Copy out every one of the lines below word for word, but leave the pictures out.

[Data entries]
## begin

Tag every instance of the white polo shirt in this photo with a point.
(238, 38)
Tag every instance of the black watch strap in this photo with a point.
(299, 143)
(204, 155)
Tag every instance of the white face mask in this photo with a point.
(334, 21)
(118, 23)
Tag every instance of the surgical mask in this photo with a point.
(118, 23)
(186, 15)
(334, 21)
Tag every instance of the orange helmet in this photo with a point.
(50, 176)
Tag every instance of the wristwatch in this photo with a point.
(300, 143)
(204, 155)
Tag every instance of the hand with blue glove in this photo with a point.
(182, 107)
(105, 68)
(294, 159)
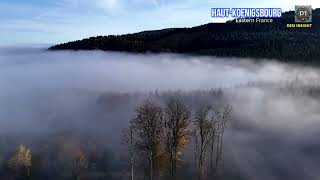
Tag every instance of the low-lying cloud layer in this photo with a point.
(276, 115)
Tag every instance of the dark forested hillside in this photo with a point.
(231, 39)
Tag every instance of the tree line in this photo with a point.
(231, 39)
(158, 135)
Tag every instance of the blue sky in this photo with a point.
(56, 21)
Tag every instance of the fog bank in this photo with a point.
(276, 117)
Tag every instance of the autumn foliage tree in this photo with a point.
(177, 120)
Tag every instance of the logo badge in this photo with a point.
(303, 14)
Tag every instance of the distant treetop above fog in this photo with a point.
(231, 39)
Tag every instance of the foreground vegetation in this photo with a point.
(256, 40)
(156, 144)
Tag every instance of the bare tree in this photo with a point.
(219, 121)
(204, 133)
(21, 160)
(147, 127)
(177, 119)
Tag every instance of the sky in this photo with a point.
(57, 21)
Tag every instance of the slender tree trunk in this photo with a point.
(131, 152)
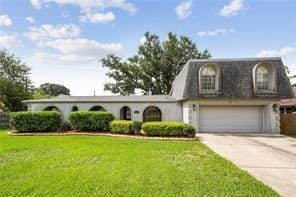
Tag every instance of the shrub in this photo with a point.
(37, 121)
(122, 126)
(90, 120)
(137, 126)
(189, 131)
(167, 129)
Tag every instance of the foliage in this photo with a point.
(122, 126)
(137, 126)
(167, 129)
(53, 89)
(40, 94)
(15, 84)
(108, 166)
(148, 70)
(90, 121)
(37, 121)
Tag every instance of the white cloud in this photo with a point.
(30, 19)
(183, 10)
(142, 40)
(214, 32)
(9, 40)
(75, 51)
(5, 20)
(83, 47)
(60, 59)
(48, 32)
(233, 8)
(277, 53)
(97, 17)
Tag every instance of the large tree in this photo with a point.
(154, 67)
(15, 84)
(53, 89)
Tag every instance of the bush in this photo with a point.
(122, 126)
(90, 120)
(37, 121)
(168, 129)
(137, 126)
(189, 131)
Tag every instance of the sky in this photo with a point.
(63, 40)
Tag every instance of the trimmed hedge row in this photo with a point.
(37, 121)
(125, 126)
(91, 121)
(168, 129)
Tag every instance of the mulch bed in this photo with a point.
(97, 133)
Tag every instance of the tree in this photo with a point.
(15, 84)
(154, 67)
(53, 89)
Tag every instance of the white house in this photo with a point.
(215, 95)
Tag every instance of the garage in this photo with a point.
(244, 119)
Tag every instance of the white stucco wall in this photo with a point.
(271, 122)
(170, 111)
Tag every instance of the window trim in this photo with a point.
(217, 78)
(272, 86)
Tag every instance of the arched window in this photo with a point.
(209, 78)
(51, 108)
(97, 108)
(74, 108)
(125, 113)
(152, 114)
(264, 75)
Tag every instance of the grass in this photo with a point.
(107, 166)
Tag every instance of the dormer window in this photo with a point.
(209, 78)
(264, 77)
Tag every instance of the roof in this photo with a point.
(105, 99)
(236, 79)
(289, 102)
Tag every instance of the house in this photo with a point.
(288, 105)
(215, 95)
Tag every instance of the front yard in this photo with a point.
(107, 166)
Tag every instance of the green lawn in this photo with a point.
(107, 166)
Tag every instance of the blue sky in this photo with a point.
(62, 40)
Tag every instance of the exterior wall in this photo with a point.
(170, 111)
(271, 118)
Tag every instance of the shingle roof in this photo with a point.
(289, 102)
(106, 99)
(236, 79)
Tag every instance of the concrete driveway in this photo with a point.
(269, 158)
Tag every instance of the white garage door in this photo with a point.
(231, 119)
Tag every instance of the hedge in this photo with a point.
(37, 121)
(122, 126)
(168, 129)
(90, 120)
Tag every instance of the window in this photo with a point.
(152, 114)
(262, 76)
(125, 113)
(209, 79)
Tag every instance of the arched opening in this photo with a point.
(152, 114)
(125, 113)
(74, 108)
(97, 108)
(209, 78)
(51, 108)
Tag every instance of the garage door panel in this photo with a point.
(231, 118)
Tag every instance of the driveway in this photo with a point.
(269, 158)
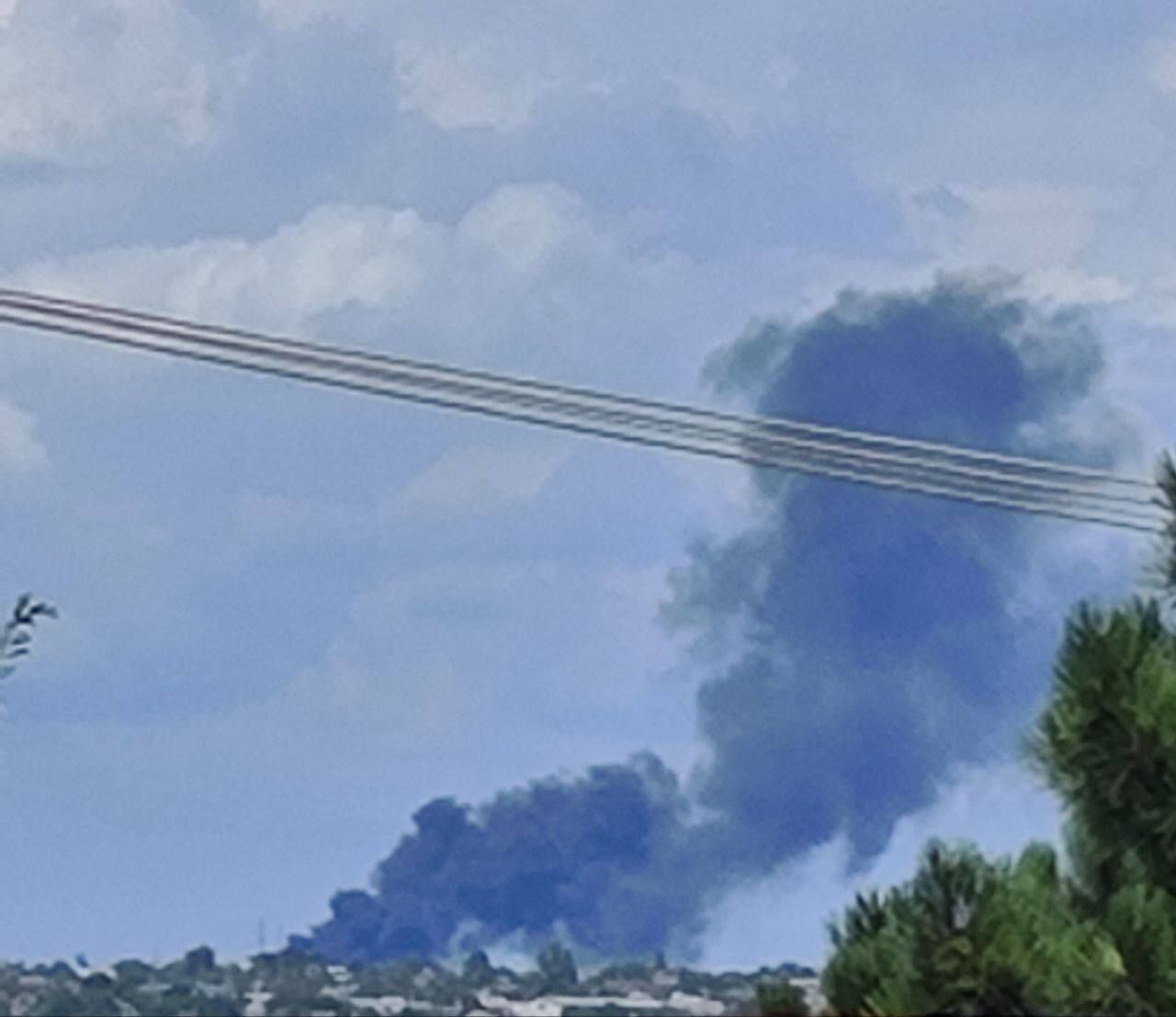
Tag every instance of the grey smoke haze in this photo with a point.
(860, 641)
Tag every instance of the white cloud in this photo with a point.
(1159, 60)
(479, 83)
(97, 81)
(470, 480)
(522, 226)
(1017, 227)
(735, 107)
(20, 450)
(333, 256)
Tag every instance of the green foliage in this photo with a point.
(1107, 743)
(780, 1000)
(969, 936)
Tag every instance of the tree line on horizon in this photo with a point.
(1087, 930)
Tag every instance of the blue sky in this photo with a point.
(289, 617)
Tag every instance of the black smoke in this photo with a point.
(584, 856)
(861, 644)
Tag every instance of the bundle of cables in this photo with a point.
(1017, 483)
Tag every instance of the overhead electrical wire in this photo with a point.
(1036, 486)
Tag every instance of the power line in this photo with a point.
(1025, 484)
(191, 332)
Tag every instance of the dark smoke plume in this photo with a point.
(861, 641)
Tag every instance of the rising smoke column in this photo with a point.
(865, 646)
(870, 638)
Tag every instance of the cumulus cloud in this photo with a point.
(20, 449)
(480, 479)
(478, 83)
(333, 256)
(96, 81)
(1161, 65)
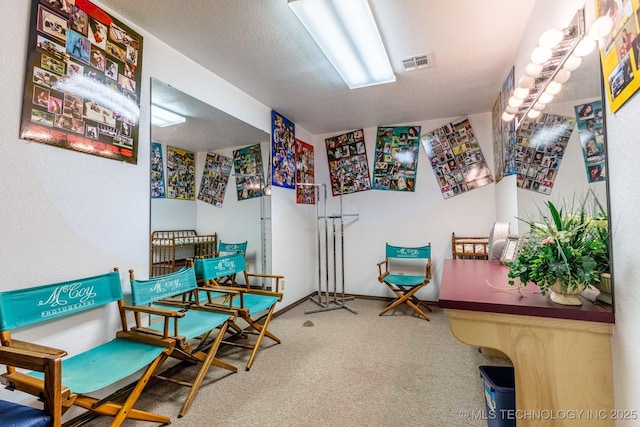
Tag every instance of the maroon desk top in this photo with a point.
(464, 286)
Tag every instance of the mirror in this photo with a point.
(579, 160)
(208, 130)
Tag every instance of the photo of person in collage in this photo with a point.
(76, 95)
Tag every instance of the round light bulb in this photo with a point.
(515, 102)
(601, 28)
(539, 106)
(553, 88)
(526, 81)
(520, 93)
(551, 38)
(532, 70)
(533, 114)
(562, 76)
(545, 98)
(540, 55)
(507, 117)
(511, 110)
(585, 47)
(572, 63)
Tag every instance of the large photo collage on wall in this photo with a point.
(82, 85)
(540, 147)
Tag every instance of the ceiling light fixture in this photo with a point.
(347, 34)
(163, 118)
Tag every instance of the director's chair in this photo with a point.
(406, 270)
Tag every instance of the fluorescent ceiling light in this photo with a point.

## end

In response.
Tag every instance of the white polo shirt in this photo with a point.
(238, 38)
Tag every instance of the black watch strap in this photo with a point.
(299, 143)
(204, 155)
Tag every instance of the white face mask in this photo with a point.
(334, 21)
(118, 23)
Tag every instance of the surgical mask in this photo with a point.
(118, 23)
(186, 15)
(334, 21)
Tag every instance of the orange helmet in this photo with a point.
(50, 176)
Tag every instance of the wristwatch in this photo with a point.
(300, 143)
(204, 155)
Tag every instance of the hand with blue glove in this photo with a point.
(182, 107)
(105, 68)
(294, 159)
Tag every instance of the low-lying cloud layer in this photo with a point.
(276, 115)
Tag every instance of the dark forested hillside in this photo with a point.
(231, 39)
Tag every instance of the tree line in this photo with a point.
(231, 39)
(158, 135)
Tag every instance of the blue sky in this photo with a point.
(56, 21)
Tag every instance of the fog bank in this photo with a point.
(276, 117)
Tag every instance of the autumn foliage tree in this photo with a point.
(177, 120)
Tag every instance of the logo badge in this photo with a point.
(303, 14)
Tag every instance of the distant treetop above fog in this photo with a point.
(231, 39)
Tag every instance of the foreground vegetation in this photo with a point.
(256, 40)
(156, 144)
Tag every instance of the bare tree in this photo with a point.
(219, 121)
(204, 133)
(21, 160)
(147, 127)
(177, 119)
Tag every instance of the sky in this photo with a point.
(57, 21)
Tag every instance of the slender tree trunk in this photo with a point.
(131, 152)
Tag every instance of the shrub in this photo with a point.
(37, 121)
(122, 126)
(90, 120)
(137, 126)
(189, 131)
(167, 129)
Tag every instance of the foliage in this photo with a point.
(122, 126)
(137, 126)
(167, 129)
(53, 89)
(40, 94)
(15, 84)
(108, 166)
(148, 70)
(90, 121)
(37, 121)
Tag every instance of the white cloud in this photo with a point.
(30, 19)
(183, 10)
(142, 40)
(214, 32)
(9, 40)
(75, 51)
(5, 20)
(83, 47)
(60, 59)
(48, 32)
(233, 8)
(277, 53)
(97, 17)
Tag every instance of the large tree in this photo with a point.
(154, 67)
(15, 84)
(53, 89)
Tag every instance of the bush in this photo with a point.
(122, 126)
(90, 120)
(37, 121)
(168, 129)
(137, 126)
(189, 131)
Tag every instance of the sky in this photo with a point.
(63, 40)
Tag every instance of the trimmed hedge row in this photo with a point.
(37, 121)
(125, 126)
(91, 121)
(168, 129)
Tag every instance of the mulch bed in this photo with a point.
(97, 133)
Tag every instance of the tree in this photo with a point.
(15, 84)
(154, 67)
(53, 89)
Tag every instance of the white house in this photo with a point.
(215, 95)
Tag every instance of the garage in this photo with a point.
(244, 119)
Tag every instance of the white stucco wall in this photo with a point.
(271, 122)
(170, 111)
Tag every instance of the window trim in this photo with a point.
(217, 78)
(272, 86)
Tag every instance of the arched window in this photo with a point.
(209, 78)
(51, 108)
(97, 108)
(74, 108)
(125, 113)
(152, 114)
(264, 75)
Tag every instance of the grass in this photo with a point.
(107, 166)
Tag every instance of the dormer window in this photo with a point.
(209, 78)
(264, 77)
Tag every instance of the roof in this photo with a point.
(105, 99)
(236, 79)
(289, 102)
Tag every instance of the house in this photo with a point.
(288, 105)
(215, 95)
Tag every instance of the front yard in this photo with a point.
(107, 166)
Tag every instance of the green lawn in this photo with a point.
(107, 166)
Tag every instance of the blue sky in this photo with a point.
(62, 40)
Tag every instance of the exterior wall in this photo with a point.
(170, 111)
(271, 118)
Tag every instance of the shingle roof in this photo with a point.
(289, 102)
(106, 99)
(236, 79)
Tag every instance of the concrete driveway in this photo with a point.
(269, 158)
Tag every instance of the white garage door in this photo with a point.
(231, 119)
Tag every instance of the hedge in this photo with a point.
(37, 121)
(122, 126)
(168, 129)
(90, 120)
Tag every instance of the window in this photo with a point.
(152, 114)
(262, 76)
(125, 113)
(209, 79)
Tag every instance of the arched opening in this photo with a point.
(152, 114)
(125, 113)
(74, 108)
(97, 108)
(209, 78)
(51, 108)
Tag every instance of the garage door panel in this photo with a point.
(231, 118)
Tag every instance of the driveway in this photo with a point.
(269, 158)
Tag every instance of the grey smoke haze in this photo with a point.
(860, 641)
Tag every instance of the white cloud in this photo with a point.
(1159, 60)
(479, 83)
(97, 81)
(470, 480)
(522, 226)
(1017, 227)
(735, 107)
(20, 450)
(333, 256)
Tag every instance of the green foliage in this photo with a point.
(1107, 743)
(780, 1000)
(969, 936)
Tag every instance of the tree line on horizon in this photo with a point.
(1087, 930)
Tag every instance of the blue sky in this photo with a point.
(289, 617)
Tag every instance of the black smoke in this photo with a point.
(584, 856)
(861, 644)
Tag every instance of the bundle of cables in this photo with a point.
(1017, 483)
Tag every instance of the overhead electrical wire in this photo with a point.
(1036, 486)
Tag every instance of the power line in this photo with a point.
(1025, 484)
(191, 332)
Tag every instance of the dark smoke plume in this photo with a point.
(861, 641)
Tag every instance of the rising smoke column in this photo with a point.
(865, 646)
(870, 638)
Tag every instance of the cumulus cloud in this photo with a point.
(20, 449)
(480, 479)
(478, 83)
(333, 256)
(96, 81)
(1161, 65)
Tag every instance of the maroon desk top in this photo with a point.
(464, 286)
Tag every instance of the mirror in this photo with a point.
(579, 160)
(208, 130)
Tag every instance of the photo of person in collage in this photo with a point.
(76, 95)
Tag every instance of the round light bulb in this photo with a point.
(515, 102)
(601, 28)
(539, 106)
(553, 88)
(526, 81)
(520, 93)
(551, 38)
(532, 70)
(533, 114)
(562, 76)
(545, 98)
(540, 55)
(507, 117)
(511, 110)
(585, 47)
(572, 63)
Tag every instance of the large photo collage on wall in this photo with a point.
(82, 85)
(540, 147)
Tag every instance of the ceiling light fixture in this photo with a point.
(347, 34)
(163, 118)
Tag every instance of the director's chair in this photo with a point.
(406, 270)
Tag every instance of the fluorescent ceiling light in this photo with a point.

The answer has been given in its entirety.